Pull out every line in the entries below that contains the string "Target", and copy each one in full. Count only matches with the same capitalization.

— BEGIN Records for this exercise —

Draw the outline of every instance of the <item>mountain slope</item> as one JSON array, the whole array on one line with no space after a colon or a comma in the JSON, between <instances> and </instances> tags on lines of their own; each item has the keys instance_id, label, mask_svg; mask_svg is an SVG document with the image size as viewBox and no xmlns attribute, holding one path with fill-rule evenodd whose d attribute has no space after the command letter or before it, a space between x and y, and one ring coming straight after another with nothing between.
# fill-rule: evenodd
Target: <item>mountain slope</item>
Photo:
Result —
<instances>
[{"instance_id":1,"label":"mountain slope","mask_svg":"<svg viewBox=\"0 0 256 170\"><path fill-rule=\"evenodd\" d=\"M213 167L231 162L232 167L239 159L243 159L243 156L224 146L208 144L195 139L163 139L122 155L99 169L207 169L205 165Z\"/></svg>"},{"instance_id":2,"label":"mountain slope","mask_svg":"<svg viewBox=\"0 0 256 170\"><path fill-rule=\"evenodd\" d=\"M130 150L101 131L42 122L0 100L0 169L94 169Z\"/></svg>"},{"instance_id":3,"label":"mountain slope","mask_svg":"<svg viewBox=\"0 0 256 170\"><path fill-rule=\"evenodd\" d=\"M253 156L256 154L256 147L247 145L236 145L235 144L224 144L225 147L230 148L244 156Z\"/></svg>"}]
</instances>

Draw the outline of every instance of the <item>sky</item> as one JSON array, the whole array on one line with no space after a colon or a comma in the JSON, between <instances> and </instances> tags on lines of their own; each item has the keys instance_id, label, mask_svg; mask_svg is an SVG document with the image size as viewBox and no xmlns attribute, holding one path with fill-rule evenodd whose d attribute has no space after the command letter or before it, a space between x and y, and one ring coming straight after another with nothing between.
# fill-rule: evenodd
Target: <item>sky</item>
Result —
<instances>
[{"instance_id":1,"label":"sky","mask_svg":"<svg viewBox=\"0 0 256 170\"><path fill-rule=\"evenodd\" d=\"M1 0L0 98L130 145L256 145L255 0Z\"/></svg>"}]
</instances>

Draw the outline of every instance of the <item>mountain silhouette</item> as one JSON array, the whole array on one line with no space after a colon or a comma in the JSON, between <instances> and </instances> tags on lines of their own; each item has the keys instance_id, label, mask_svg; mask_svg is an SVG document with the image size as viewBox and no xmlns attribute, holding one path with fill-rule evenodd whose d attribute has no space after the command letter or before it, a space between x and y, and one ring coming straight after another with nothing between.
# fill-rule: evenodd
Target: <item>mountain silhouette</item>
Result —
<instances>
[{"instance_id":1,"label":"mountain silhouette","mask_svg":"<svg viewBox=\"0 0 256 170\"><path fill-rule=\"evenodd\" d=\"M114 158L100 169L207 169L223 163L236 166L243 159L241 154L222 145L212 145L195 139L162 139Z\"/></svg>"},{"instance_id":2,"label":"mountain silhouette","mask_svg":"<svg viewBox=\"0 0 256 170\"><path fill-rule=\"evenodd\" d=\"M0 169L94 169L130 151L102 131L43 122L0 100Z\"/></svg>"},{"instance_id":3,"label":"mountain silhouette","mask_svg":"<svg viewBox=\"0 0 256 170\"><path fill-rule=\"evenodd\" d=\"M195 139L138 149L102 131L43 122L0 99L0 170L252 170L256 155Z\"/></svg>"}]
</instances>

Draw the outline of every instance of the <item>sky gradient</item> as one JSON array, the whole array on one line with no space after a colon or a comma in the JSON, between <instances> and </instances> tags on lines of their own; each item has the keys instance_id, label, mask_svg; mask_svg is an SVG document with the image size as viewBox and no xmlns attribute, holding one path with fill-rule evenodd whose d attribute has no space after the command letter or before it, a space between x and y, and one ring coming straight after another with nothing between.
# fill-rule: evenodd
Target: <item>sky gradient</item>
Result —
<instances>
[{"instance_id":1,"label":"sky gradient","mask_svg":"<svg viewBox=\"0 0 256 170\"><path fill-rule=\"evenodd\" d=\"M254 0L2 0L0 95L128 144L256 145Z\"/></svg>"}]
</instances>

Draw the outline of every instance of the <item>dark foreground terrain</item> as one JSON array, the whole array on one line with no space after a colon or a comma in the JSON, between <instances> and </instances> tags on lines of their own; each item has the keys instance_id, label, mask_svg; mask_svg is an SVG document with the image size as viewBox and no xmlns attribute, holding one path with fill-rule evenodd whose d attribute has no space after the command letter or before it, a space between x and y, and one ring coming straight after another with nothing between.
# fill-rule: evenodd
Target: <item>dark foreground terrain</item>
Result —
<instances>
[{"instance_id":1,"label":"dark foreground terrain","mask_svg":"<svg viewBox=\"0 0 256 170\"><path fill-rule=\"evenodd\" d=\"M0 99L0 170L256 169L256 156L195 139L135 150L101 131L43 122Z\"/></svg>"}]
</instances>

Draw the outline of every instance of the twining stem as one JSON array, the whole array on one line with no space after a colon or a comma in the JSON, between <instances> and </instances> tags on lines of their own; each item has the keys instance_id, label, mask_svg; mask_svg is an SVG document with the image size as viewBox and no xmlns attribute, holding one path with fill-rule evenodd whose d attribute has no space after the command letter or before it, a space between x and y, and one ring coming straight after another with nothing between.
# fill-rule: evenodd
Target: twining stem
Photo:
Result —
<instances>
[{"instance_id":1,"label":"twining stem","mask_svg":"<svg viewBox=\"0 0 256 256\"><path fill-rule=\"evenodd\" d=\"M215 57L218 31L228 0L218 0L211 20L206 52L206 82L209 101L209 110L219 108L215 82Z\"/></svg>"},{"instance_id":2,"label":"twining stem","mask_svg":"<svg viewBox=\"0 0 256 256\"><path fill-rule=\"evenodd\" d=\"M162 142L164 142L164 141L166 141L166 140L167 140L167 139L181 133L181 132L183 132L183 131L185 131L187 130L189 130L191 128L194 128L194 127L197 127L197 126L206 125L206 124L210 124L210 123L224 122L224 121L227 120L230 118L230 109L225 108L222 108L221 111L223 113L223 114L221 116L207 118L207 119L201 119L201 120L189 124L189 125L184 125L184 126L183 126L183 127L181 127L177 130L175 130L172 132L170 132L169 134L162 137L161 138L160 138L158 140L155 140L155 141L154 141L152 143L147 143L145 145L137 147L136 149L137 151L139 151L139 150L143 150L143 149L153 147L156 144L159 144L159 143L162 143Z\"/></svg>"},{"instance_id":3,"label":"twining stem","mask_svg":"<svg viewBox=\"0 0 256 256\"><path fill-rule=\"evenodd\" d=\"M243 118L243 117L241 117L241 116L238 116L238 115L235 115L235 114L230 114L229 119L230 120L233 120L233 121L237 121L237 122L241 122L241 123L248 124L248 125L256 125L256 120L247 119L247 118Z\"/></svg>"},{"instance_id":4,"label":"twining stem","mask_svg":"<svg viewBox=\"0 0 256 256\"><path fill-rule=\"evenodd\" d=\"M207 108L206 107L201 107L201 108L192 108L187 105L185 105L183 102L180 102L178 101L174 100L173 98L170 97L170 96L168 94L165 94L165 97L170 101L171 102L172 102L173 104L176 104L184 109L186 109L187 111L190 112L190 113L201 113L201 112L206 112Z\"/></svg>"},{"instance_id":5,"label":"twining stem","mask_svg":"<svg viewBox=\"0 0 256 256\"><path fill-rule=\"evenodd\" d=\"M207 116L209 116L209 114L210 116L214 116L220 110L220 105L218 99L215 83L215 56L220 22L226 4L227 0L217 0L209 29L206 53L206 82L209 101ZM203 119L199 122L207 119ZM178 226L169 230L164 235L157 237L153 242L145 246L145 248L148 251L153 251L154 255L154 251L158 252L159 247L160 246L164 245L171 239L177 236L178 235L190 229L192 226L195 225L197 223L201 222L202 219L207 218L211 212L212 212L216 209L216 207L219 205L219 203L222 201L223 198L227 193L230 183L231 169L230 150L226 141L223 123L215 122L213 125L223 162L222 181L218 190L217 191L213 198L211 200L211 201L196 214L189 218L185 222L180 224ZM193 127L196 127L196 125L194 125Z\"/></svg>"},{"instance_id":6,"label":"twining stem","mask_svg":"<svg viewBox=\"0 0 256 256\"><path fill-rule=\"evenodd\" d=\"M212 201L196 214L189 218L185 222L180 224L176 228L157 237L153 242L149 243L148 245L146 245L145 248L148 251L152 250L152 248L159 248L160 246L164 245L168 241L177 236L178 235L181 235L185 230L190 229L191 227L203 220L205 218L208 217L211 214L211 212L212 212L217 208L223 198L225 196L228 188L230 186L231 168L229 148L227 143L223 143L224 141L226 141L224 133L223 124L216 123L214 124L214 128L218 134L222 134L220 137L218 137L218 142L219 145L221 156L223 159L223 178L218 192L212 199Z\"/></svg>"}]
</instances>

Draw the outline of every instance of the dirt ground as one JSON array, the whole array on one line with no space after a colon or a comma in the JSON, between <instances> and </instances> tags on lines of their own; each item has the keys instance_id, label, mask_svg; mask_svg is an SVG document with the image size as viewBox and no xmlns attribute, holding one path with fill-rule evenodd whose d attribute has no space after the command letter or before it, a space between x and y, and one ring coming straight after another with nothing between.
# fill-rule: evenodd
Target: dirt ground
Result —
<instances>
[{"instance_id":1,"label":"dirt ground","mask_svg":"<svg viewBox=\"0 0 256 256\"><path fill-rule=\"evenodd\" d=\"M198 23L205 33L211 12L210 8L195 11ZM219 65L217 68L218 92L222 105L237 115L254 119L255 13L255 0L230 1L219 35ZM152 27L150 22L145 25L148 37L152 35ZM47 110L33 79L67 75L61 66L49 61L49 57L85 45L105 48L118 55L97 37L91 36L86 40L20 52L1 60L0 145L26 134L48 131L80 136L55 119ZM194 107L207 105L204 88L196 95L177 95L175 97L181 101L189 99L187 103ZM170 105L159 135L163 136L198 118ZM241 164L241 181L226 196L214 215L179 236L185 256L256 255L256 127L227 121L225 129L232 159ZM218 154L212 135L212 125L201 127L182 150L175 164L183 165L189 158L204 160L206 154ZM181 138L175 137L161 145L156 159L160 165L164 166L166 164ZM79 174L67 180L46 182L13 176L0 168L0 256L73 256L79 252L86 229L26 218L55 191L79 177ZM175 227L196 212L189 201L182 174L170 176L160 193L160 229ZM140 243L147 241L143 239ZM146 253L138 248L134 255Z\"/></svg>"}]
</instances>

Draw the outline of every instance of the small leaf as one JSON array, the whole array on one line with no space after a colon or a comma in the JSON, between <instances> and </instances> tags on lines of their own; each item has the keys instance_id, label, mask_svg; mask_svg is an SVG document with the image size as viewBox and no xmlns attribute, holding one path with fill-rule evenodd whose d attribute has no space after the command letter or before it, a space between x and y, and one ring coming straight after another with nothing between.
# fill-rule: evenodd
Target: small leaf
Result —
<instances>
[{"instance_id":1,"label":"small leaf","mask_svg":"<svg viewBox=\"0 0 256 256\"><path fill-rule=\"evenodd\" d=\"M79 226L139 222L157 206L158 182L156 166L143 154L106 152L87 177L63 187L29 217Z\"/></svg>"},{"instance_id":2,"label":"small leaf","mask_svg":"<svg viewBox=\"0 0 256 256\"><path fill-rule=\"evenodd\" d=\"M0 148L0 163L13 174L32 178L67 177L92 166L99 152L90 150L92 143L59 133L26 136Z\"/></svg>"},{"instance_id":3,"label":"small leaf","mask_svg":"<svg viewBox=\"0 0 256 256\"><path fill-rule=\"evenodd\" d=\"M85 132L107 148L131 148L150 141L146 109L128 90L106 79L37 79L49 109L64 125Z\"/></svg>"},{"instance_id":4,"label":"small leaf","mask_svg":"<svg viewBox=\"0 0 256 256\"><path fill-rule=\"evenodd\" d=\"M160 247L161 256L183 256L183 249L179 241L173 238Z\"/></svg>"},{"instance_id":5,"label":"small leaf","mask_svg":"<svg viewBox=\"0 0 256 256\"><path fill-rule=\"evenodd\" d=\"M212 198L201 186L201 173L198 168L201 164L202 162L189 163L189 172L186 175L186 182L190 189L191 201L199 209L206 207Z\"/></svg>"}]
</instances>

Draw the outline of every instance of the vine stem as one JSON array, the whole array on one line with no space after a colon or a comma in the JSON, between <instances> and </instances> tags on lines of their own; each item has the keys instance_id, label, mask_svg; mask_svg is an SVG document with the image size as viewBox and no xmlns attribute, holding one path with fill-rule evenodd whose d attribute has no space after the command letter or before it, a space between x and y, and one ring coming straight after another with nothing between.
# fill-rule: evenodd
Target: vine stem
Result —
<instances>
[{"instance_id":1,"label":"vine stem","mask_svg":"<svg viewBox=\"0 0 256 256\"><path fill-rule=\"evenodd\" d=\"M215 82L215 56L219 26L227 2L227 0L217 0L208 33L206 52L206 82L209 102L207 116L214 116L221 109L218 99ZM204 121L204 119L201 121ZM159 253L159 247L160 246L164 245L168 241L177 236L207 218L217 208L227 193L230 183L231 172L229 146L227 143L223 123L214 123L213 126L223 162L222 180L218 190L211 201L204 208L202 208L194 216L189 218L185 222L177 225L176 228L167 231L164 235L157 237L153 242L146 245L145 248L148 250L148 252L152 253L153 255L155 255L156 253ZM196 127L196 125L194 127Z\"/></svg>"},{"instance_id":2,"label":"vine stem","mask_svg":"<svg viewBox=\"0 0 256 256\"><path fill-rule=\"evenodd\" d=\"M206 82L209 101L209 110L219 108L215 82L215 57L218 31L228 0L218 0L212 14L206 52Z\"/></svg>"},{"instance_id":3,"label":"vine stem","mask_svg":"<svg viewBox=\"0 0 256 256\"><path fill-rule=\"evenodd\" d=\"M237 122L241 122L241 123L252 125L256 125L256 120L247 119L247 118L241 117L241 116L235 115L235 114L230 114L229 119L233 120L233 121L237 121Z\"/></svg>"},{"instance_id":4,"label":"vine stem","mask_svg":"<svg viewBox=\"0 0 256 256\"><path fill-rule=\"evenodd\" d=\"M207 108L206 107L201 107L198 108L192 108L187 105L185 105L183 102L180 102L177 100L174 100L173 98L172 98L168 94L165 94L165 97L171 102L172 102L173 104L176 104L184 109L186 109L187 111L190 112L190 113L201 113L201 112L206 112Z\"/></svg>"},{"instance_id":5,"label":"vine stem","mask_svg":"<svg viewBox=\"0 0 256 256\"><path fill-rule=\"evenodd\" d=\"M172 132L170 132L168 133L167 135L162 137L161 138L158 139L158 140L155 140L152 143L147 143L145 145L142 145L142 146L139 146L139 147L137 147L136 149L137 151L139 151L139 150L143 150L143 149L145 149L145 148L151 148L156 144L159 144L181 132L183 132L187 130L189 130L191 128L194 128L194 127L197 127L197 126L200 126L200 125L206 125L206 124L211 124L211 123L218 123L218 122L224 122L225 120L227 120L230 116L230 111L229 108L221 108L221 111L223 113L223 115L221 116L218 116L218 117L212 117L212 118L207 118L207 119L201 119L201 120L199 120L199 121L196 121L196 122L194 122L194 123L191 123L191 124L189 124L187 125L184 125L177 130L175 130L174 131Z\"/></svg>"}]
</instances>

— END Records for this exercise —

Finished answer —
Target: <item>mountain slope</item>
Target: <item>sky</item>
Target: <item>mountain silhouette</item>
Target: <item>sky gradient</item>
Target: <item>dark foreground terrain</item>
Target: twining stem
Target: dirt ground
Target: small leaf
Target: vine stem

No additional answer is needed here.